• _Problem statement_:
Would you write out, word for word, each line of the records below from the top through the one holding "of the green"?

• _Data listing_:
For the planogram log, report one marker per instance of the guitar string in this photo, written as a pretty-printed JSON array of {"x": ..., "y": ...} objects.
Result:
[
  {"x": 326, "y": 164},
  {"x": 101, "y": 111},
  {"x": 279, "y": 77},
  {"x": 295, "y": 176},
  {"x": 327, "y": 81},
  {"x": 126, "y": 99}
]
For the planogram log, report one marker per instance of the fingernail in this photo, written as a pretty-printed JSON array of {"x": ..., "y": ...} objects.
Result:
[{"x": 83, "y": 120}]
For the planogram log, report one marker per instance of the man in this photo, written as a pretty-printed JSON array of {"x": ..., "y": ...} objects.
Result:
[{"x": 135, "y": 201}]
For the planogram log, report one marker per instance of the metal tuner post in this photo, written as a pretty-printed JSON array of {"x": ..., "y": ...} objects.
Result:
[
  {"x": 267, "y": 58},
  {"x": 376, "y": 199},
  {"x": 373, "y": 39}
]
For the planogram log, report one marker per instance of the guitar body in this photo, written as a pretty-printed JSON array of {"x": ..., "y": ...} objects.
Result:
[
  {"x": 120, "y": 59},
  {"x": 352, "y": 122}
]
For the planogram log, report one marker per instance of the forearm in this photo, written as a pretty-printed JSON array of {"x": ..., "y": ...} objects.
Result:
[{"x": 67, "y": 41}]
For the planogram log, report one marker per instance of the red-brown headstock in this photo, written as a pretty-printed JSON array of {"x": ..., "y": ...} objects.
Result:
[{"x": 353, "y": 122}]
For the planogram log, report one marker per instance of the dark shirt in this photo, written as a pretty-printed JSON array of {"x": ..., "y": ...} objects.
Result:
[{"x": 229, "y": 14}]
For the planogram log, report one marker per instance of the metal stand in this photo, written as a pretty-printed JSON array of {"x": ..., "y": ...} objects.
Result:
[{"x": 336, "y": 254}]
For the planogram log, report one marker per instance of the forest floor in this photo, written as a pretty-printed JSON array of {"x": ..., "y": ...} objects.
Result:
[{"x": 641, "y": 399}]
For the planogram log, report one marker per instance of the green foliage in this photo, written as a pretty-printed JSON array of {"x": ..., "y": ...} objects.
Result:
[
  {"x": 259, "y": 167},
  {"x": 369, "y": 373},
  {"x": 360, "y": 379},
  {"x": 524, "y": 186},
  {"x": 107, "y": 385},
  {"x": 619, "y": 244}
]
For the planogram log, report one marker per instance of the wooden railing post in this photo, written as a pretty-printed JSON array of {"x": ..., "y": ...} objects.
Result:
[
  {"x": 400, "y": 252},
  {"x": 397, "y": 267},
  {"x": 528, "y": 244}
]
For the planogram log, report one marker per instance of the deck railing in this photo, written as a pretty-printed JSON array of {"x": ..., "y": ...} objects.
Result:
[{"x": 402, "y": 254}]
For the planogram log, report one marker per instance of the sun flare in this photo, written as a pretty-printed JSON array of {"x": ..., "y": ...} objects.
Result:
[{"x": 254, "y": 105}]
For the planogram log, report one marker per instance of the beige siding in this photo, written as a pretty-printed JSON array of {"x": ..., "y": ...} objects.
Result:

• _Solution for this task_:
For the planogram log, report one marker per instance of the guitar string in this photo, written as a pretty-printed JSON array of {"x": ..., "y": ...} objects.
Result:
[
  {"x": 326, "y": 164},
  {"x": 101, "y": 111},
  {"x": 279, "y": 77},
  {"x": 295, "y": 176},
  {"x": 327, "y": 81},
  {"x": 126, "y": 99}
]
For the planogram log, report one marker per instance of the fingernail in this photo, written as a pretty-printed JSON array of {"x": ..., "y": ...} objects.
Result:
[{"x": 83, "y": 120}]
For the planogram log, report one marker per instance of the man in this photo, written as a pretty-printed JSON array of {"x": ..., "y": ...} objects.
Result:
[{"x": 135, "y": 201}]
For the planogram log, report one marker per instance of the metal tuner post in this photo, written as a pretty-printed JSON array of {"x": ..., "y": ...} objects.
Result:
[
  {"x": 267, "y": 58},
  {"x": 376, "y": 199},
  {"x": 373, "y": 39}
]
For the planogram log, report one marker per instance of the guitar body in this photo, written as a pretty-printed JSON array of {"x": ..., "y": ...} objects.
Result:
[
  {"x": 120, "y": 59},
  {"x": 352, "y": 122}
]
For the planogram log, report one marker per instance of the forearm in this photo, written as a pretty-printed JSON array of {"x": ..., "y": ...} objects.
Result:
[{"x": 67, "y": 41}]
For the planogram log, report one marker per instance of the red-brown headstock in this photo, written as a pretty-printed JSON array of {"x": ..., "y": ...} objects.
Result:
[{"x": 353, "y": 122}]
For the planogram log, report one marker per instance of the dark shirt in this photo, written as a pretty-printed JSON array of {"x": ..., "y": ...} objects.
Result:
[{"x": 229, "y": 14}]
For the planogram log, report one marker per instance of the metal stand in this photo, written as a pretty-printed JSON array of {"x": ..., "y": ...} objects.
Result:
[{"x": 336, "y": 254}]
For the planogram log, report one marker per instance of the forest floor in this photo, written as a pretty-printed JSON array of {"x": ..., "y": ...} objects.
Result:
[{"x": 641, "y": 399}]
For the planogram log, report one marker per instance of the green foliage in this photo, written as a pretty-printed JSON array of {"x": ..., "y": ...} objects.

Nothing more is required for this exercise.